[Start of section]

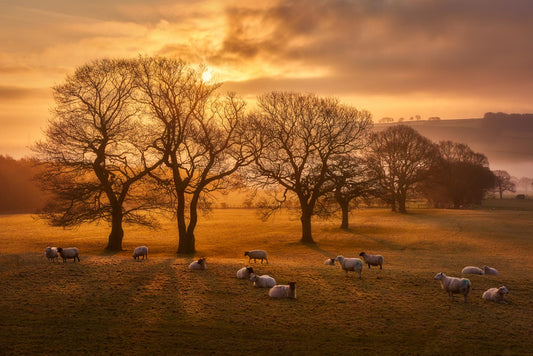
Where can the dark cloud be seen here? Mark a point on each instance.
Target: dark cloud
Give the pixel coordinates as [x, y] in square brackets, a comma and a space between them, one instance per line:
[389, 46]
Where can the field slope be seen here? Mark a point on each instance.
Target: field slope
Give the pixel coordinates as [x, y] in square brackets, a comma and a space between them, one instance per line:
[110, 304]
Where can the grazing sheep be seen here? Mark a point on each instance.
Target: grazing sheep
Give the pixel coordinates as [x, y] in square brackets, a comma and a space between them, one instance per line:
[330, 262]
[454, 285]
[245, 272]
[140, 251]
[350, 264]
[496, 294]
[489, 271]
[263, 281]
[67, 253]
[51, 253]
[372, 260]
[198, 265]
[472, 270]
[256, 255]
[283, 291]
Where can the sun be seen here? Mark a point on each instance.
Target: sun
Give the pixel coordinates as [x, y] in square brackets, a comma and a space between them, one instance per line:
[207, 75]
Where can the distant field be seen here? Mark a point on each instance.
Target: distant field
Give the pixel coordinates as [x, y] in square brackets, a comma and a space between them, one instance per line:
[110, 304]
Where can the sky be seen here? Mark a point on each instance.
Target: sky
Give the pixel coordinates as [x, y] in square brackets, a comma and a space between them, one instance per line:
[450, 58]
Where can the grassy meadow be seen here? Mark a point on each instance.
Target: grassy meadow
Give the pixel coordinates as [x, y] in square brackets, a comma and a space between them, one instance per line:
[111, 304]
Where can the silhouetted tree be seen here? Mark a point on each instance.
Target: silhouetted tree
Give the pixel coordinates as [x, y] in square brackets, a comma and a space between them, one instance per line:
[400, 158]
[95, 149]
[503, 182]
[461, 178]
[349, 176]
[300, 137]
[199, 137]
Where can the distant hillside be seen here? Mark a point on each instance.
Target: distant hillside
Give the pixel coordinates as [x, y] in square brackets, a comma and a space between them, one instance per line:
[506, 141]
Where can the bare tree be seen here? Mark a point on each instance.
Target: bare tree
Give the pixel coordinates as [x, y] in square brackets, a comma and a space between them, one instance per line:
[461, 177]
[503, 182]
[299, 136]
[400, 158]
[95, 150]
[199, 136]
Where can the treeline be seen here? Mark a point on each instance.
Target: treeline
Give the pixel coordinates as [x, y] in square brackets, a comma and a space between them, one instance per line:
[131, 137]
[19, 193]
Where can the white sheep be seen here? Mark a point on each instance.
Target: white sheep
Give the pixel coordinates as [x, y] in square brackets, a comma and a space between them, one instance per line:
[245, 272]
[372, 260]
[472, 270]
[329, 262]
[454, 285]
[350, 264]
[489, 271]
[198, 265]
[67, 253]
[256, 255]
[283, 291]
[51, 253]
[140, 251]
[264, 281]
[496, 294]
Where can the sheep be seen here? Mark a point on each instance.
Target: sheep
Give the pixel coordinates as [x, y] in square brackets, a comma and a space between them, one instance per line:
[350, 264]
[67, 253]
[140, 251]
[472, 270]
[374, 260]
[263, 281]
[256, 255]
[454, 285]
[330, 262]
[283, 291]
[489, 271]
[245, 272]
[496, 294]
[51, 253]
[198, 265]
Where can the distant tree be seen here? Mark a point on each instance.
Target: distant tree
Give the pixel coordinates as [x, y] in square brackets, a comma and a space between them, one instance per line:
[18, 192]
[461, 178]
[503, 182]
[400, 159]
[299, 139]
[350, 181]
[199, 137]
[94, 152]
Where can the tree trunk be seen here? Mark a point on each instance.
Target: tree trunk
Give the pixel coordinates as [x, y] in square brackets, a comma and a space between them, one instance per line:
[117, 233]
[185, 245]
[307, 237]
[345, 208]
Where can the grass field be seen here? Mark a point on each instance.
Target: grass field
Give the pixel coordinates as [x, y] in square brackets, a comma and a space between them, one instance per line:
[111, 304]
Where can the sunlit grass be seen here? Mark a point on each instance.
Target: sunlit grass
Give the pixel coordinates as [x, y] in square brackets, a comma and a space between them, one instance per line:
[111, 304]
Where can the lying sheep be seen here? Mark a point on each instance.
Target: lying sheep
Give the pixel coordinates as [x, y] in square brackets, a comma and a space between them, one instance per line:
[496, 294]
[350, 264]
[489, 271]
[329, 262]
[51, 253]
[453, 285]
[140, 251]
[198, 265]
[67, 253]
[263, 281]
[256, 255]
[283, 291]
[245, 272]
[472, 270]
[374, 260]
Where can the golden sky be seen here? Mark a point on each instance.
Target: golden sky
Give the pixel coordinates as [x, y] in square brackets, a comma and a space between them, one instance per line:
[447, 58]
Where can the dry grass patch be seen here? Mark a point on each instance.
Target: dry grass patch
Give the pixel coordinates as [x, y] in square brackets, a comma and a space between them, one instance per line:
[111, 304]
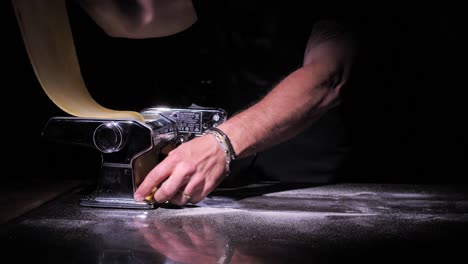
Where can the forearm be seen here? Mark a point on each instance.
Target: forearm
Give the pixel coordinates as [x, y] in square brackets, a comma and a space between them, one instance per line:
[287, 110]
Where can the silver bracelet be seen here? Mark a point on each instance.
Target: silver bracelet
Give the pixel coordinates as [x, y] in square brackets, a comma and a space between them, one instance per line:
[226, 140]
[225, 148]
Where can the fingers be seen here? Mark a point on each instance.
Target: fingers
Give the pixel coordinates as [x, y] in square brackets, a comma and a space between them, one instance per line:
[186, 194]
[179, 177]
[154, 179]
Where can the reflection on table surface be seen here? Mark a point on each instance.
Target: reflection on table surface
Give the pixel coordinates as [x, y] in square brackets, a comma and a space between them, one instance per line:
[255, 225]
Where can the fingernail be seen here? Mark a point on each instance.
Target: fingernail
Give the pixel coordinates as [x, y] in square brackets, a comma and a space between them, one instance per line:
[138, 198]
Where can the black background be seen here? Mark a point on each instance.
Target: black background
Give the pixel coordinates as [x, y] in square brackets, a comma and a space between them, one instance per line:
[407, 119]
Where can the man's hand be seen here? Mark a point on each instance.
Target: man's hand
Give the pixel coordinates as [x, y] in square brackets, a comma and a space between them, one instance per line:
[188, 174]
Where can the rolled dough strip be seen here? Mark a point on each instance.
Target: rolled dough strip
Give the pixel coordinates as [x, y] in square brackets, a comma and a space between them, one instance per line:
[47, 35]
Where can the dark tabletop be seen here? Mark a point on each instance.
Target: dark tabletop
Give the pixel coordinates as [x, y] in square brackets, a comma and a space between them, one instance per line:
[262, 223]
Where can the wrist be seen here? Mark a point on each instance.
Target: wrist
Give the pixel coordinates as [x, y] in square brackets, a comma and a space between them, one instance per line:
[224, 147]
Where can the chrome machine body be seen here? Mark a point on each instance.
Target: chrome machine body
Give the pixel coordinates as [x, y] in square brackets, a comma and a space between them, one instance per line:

[End of section]

• [WHAT THE EXERCISE ASKS]: Set aside each line above that includes the string "field" and report it.

• [OUTPUT OF THE EXERCISE]:
Where can the field slope be seen here? Mark a point on each instance.
Target: field slope
Where can the distant field be seen here? Mark a point on each instance.
Target: distant field
Where can the grass field be seen here? Mark a point on each instance.
Target: grass field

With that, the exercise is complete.